-- Supplied records --
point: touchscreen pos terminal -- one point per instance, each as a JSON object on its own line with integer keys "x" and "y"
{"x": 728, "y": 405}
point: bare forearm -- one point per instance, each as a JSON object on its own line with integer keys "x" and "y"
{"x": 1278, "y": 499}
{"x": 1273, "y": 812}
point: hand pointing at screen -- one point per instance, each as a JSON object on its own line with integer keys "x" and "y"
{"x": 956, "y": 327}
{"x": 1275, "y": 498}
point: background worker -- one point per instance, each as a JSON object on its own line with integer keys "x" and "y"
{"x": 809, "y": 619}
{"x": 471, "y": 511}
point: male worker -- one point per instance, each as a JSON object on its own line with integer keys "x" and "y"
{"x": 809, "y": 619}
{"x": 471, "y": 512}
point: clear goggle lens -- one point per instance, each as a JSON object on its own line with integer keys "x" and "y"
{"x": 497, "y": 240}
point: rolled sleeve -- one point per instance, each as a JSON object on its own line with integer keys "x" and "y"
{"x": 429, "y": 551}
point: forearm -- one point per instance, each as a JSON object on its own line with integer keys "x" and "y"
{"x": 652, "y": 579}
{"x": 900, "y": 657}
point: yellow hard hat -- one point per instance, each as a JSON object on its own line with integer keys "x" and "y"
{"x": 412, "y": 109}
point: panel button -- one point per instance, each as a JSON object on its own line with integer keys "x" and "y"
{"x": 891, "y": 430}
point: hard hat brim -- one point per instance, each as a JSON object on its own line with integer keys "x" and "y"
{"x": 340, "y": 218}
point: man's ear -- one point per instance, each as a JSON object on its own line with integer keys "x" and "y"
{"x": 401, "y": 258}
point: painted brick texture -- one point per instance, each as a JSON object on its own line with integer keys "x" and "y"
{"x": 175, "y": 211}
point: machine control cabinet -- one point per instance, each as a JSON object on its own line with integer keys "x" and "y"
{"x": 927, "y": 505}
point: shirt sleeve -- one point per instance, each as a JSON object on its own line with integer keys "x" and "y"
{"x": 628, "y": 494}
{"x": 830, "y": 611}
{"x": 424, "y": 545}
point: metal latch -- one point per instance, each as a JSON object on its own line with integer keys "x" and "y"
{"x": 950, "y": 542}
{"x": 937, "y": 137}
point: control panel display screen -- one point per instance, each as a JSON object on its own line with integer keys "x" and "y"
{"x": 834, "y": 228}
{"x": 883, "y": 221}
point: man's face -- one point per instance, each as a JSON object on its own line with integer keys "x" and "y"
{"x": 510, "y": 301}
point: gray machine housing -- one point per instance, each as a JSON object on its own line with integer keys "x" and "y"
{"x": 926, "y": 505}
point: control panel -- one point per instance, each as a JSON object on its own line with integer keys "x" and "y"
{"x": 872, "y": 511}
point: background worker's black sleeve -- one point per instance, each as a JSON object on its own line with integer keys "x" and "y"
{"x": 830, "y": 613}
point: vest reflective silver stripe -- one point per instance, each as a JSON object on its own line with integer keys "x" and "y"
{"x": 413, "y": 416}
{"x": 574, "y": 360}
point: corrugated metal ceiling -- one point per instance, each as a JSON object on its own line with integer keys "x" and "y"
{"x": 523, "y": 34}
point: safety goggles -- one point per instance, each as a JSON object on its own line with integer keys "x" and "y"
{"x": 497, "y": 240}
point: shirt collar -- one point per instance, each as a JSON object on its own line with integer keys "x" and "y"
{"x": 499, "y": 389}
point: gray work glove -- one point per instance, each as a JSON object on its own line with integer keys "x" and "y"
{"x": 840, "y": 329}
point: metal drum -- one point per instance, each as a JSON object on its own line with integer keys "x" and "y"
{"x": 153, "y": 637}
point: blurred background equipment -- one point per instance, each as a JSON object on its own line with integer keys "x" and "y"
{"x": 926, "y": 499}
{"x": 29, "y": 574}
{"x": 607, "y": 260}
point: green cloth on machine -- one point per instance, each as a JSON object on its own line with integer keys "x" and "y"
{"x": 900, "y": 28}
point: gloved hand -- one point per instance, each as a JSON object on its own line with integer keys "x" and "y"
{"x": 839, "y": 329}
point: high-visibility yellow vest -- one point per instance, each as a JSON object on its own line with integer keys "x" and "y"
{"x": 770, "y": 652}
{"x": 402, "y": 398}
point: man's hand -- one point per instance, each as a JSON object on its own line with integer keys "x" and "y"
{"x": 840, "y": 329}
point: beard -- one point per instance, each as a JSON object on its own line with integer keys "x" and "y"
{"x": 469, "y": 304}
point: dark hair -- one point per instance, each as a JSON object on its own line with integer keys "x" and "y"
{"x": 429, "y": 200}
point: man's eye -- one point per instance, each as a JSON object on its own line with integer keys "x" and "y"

-- Task directions --
Reproduce the listing above exactly.

-- Exercise solution --
point: touchscreen pos terminal -- one point per instance, each as a JSON object on its own line with integer keys "x" and "y"
{"x": 728, "y": 405}
point: bare forearm -- one point per instance, each as a JSON object on its own line with integer keys "x" and "y"
{"x": 1278, "y": 499}
{"x": 1273, "y": 812}
point: hand pointing at screen -- one point per instance, each as a JSON object on its own line with integer keys "x" and "y"
{"x": 956, "y": 327}
{"x": 1275, "y": 498}
point: background worker -- one point per instance, each as a JSON object on its own line with integer keys "x" and "y"
{"x": 809, "y": 619}
{"x": 471, "y": 511}
point: male worker -- one point per instance, each as a JSON object on its own line with integer keys "x" and "y"
{"x": 809, "y": 619}
{"x": 471, "y": 512}
point: clear goggle lens -- one point per instance, each as a JSON object on its own line with integer keys "x" and "y"
{"x": 497, "y": 240}
point: rolled sleeve -- one point per instance, each as a JSON object on its own line with integer keys "x" and "y"
{"x": 429, "y": 551}
point: forearm -- one point per instance, each as a JSON object on its own line with integer keys "x" and "y"
{"x": 652, "y": 579}
{"x": 900, "y": 657}
point: yellow hard hat -- one point per instance, each as a JSON object on its own line with integer keys "x" and "y"
{"x": 412, "y": 109}
point: panel button -- one point per instance, each as a JSON object on its own line with integer keys "x" and "y"
{"x": 891, "y": 430}
point: hard hat brim -- one point per instance, each as a JSON object on its own line with integer keys "x" and "y"
{"x": 340, "y": 218}
point: man's ear -- one point per instance, each as a JSON object on its own line with integer keys "x" and "y"
{"x": 401, "y": 258}
point: painted brick texture -- one point per instance, each as a JSON object on its own line with integer keys "x" and "y"
{"x": 175, "y": 211}
point: machine control cabinet -- one point per instance, each as a JSON object on its own line with integer keys "x" and "y"
{"x": 927, "y": 505}
point: shirt sleeve -- one point per instance, each as a JSON object on its own line with integer keys "x" and "y"
{"x": 628, "y": 494}
{"x": 830, "y": 611}
{"x": 424, "y": 545}
point: metal latch -- one point per instance, each as a JSON object on its own line with integer keys "x" and "y"
{"x": 950, "y": 542}
{"x": 937, "y": 137}
point: control panel display screen -- one point per instance, each as a JSON object on its own line with integer keys "x" and "y"
{"x": 834, "y": 228}
{"x": 883, "y": 221}
point: man's face -- one point per instance, each as a JSON object on its own line with integer keys "x" and "y"
{"x": 510, "y": 301}
point: gray machine housing -- one point per instance, each as a JSON object on its own line with integer keys "x" and "y"
{"x": 926, "y": 505}
point: control panel -- one point per instance, each as a JSON object on its own line with integer keys "x" and "y"
{"x": 872, "y": 511}
point: background worker's black sleeve -- one point per instance, each as a JSON object on its own line with integer keys "x" and "y"
{"x": 830, "y": 613}
point: vest reflective silver stripe -- one point per instance, each as a JSON object on its own line with integer keys "x" and "y"
{"x": 413, "y": 416}
{"x": 574, "y": 360}
point: corrugated metal ceiling -- one point per instance, each as a JSON object on its own line with integer keys "x" and "y"
{"x": 523, "y": 34}
point: safety goggles -- one point per instance, each as a JSON object on its own line with integer keys "x" and "y"
{"x": 497, "y": 240}
point: shirt collar -- one point per instance, each as a JSON object on its own line with integer keys "x" and "y"
{"x": 499, "y": 389}
point: gray work glove -- one point per instance, each as a JSON object on its own line with integer keys "x" and "y"
{"x": 840, "y": 329}
point: metal drum -- one point per instance, each as a JSON object on its own line with integer keys "x" and "y"
{"x": 153, "y": 637}
point: blurred background equipment -- one point per instance, each as a JSON object on its own line with integer keys "x" and "y"
{"x": 926, "y": 499}
{"x": 29, "y": 574}
{"x": 607, "y": 260}
point: green cloth on machine -- one point per instance, each as a JSON object on its own line with integer keys "x" and "y"
{"x": 900, "y": 28}
point: gloved hand -- one point per instance, each as a JSON object on its own line with integer keys "x" and "y"
{"x": 839, "y": 329}
point: high-visibility yellow vest -- one point per instance, each as a JSON object on its own line with integer keys "x" and "y"
{"x": 770, "y": 652}
{"x": 402, "y": 398}
point: man's hand -- one point per instance, each as a JSON object on its own line with integer keys "x" and "y"
{"x": 840, "y": 329}
point: beard -- one point per instance, each as a JSON object on its own line with integer keys "x" and "y"
{"x": 469, "y": 304}
point: dark hair -- one point per instance, each as a JSON object on its own line with integer keys "x" and "y"
{"x": 429, "y": 200}
point: man's eye -- one point per instance, each as a JSON object on its own line with integer keys "x" and "y"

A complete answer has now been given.